> **Extracted text**
»»

The Chase Gouin Space Brothers Podcast


Photo: Jared Souney.

I’ve been waiting for this podcast with Chase Gouin for a while, Kip Williamson and Chip Riggs catch up with the one and only, Chase Gouin. Here’s what the Space Brothers crew had to say, sit down and grab a cuppa and enjoy this episode!

“This time around we sat down with flatland legend Chase Gouin to discuss his early life and getting into BMX, the first time he pulled a decade, meeting Kevin Jones and the Plywood Hoods, moving to York PA, his first Dorkin In York video section, special sessions he had with Kevin Jones, pulling his first quad decade, being the first flatland rider to ever ride brakeless, becoming ambidextrous with certain tricks so he could learn new positions, dealing with severe tendinitis, overcoming near-death situations more than a handful of times, and what he thinks about the current state of modern flatland. So get comfortable, crank up your speakers, and check out this special interview with the legend himself… Chase Gouin.”

29 thoughts on “The Chase Gouin Space Brothers Podcast

  1. Without trying to take anything away from this great podcast of Chase Gouin, As an FYI Steve Emig, editor/journalist for Freestylin Mag, was riding brakeless in ’87. Anyone at those AFA comps long ago can also confirm this.

  2. Great listening to what I said months ago,& that is, in my biased opinion, and no disrespect to Kevin Jones, and the Plywood Hood’s, Martti Kuoppa, Vikki Gomez and many other great riders, but Chase to me ‘is/was’ flatland. You don’t get severe tendonitis after riding 8 hrs a day for the commitment Chase made. I agree, that,& as I also previously mentioned, he’s influenced many riders globally. There’s much younger riders that haven’t,& who knows if they will ever replicate what Chase’s accomplished. Aside from his riding skills;& without knowing him personally, he’s given me the impression, that he’s a highly intelligent person to. Thanks for this much appreciated podcast.

  3. What a great interview to sit and listen to! Chase was my instructor at Woodward the summer of 1990. After spending a week at Woodward and riding with him hours everyday, my riding not only progressed, my style and variations changed as well. It wasn’t until I got back home to Chicago to ride with my crew, that I realizes how much I had learned and progressed in such a short amount of time. I remember telling my friends about this instructor at Woodward,(Chase)about his style and how it was different than anything we had seen before. Keep in mind, he was far from a household name in the sport at that time, he blew up soon after that summer.

    It was always great to see Chase in videos and magazines soon after that summer. I spent so much time with him riding and just talking about life…I was 16.

    Thanks Chase!

««

> **Task requirements**
a - In the Chase Gouin podcast page, during which summer was Chase a commenter's instructor at Woodward?
b - Continue the Chase Gouin podcast page from its last line.

> **Stored data entries**
»»

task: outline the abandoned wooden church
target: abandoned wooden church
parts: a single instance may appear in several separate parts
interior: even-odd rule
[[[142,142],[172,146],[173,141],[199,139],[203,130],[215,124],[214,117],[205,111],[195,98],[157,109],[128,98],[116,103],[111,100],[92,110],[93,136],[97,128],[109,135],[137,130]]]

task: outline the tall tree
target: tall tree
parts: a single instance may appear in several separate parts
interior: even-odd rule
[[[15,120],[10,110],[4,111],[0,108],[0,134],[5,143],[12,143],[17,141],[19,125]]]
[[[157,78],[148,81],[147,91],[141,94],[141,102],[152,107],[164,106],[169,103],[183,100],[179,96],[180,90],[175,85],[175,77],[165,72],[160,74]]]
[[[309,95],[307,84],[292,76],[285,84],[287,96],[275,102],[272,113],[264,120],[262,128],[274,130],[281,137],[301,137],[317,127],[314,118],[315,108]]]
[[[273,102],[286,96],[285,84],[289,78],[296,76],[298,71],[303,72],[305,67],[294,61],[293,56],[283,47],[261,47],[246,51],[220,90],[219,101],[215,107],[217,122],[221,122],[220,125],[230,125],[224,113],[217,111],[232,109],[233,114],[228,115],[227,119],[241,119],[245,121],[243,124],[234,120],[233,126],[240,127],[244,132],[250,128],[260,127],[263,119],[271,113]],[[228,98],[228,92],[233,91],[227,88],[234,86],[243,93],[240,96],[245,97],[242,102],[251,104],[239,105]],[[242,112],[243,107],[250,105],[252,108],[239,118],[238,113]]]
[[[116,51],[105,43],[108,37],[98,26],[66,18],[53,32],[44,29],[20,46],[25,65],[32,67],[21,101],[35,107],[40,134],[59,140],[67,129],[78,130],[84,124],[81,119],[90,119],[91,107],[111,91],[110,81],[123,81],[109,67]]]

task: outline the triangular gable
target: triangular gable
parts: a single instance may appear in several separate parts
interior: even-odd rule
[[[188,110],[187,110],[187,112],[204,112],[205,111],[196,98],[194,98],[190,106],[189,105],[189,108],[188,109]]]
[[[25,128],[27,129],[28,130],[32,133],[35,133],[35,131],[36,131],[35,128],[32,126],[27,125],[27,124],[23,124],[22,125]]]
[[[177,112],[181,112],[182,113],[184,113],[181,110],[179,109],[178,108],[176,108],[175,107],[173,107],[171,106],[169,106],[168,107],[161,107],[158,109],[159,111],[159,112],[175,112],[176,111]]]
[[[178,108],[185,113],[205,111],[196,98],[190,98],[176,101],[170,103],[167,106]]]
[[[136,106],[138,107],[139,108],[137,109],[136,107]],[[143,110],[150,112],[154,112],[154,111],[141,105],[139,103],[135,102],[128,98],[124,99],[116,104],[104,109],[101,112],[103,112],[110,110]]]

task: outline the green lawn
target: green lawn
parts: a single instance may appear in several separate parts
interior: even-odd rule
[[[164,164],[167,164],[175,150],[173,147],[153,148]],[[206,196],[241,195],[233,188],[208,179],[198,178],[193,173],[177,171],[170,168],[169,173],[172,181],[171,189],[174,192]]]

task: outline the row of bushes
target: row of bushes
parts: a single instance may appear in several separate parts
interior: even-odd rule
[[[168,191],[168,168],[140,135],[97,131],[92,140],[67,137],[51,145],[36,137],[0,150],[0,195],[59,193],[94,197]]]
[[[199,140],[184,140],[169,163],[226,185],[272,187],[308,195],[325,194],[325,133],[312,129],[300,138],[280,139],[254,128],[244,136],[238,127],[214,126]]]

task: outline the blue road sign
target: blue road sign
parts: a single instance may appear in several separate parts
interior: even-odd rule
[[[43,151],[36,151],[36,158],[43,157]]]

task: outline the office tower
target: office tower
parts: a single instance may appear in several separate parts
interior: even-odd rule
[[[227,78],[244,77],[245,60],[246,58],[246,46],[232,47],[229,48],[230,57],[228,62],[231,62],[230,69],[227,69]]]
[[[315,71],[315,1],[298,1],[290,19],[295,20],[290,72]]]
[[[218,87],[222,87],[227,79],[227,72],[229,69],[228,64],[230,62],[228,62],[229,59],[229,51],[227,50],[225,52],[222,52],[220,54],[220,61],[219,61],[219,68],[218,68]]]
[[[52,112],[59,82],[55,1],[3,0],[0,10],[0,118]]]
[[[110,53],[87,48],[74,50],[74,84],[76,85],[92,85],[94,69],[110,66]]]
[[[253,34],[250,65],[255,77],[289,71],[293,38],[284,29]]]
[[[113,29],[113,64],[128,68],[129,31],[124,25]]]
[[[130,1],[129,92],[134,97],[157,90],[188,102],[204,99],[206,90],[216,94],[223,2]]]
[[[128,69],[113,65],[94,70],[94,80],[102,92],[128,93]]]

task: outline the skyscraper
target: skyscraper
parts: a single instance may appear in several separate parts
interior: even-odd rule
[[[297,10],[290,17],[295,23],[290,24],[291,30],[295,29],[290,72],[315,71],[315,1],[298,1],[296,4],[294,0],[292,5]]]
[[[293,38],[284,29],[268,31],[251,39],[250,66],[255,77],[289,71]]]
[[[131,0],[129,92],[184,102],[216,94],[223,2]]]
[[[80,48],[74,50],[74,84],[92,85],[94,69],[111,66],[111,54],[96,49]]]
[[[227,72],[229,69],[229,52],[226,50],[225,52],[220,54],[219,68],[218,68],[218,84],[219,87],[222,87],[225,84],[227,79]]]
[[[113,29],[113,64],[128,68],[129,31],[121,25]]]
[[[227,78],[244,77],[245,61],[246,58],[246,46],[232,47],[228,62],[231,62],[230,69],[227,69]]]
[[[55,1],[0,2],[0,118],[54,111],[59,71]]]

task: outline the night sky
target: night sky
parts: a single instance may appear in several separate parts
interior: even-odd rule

««

> **Expected results**
a - The summer of 1990.

b -
    • I was also a camper then too. Funny to think Bill Newnam was the “resident” pro, while Chase was just an “instructor.”

      I happened to be there the week Hoffman thru with the vert-Semi. If memory serves, E Roman filmed Chase for the end of Ride like a Man (in the room with the hardwood floors.)

      Great time. Thanks Kip for the interview

  4. CHASE…I know you are not religious but…GOD definitely had a plan for you…its not by accident that you are along with Kevin the best riders in the world.Thank you CHASE once again for the inspiration…

  5. It always bummed me out that during his peak of what i considered his most progressive riding….the best ramp rider in the world was a millionaire with his house featured on Mtv cribs…whereas, the best flatlander in the world, chase…lived under a bike ramp in a skatepark. I’m sure it was exactly how he wanted. The interview was fantastic. Wish there was mention of chase oddities like the Mexican mafia thing where he disappeared for awhile and when he resurfaced….nobody listed his full name, the cranial surgery he had, and i was surprised no mention of living in Cleveland…which seemed like was forever. Dude is still my favorite.

  6. 1. I really loved this podcast. Chase is a very intelligent, interesting dude and the stories were great. And Space Brothers do a great job on interviews. I listened to it twice. He’s a legend.

    2. THE ELEPHANT IN THE ROOM. Chase did *not* pull a quad decade in 1984. I’m not saying he’s lying, I’m just saying he has to be quite confused in his recollection of the timeline. He’s Chase, and he’s a flatland GOD – but even if decades already existed (and I don’t think they did) in 1984, he clearly didn’t get good enough that same year to pull a quad.

    Sorry, I just can’t believe nobody from back in the day has brought this up yet. 🙂

    • I was wondering the same thing. I though the decade or “inverted boomerang” as it was originally called & invented by Dean Palacios around 1983, wouldn’t have been known by many. It became well known by 1985 as it was featured in magazines

  7. It came to mind years ago, that flatlanders are grossly underpaid. It actually astounds me, because it’s way harder than the other disciplines of Bmx. But, I know the reality’s the general public, along with companies, particularly non Bmx , don’t rate & or care, much less understand flat. I used to get asked by a local, where I used to live, are you making any money doing this, when he walked past the netball court. And he clearly thought I was wasting my time. We, as riders know that, it’s not necessarily about money. I certainly am still riding for the love of it, and the same reason I got into it. Many don’t understand it, if you’re passionate about something. And Chase is 1 of a number of riders, who I believe should’ve been paid well. Unless there’s a rider, or riders that started around the time Kevin and Chase, that were clearly stand outs, I’d like to know, but to the best of my knowledge, these 2 helped shape flat probably more than anyone.

  8. Yeah, the Quad Decade in 1984 is hard to fathom. He would have been 12 or 13.
    Was anyone even doing double decades at that time?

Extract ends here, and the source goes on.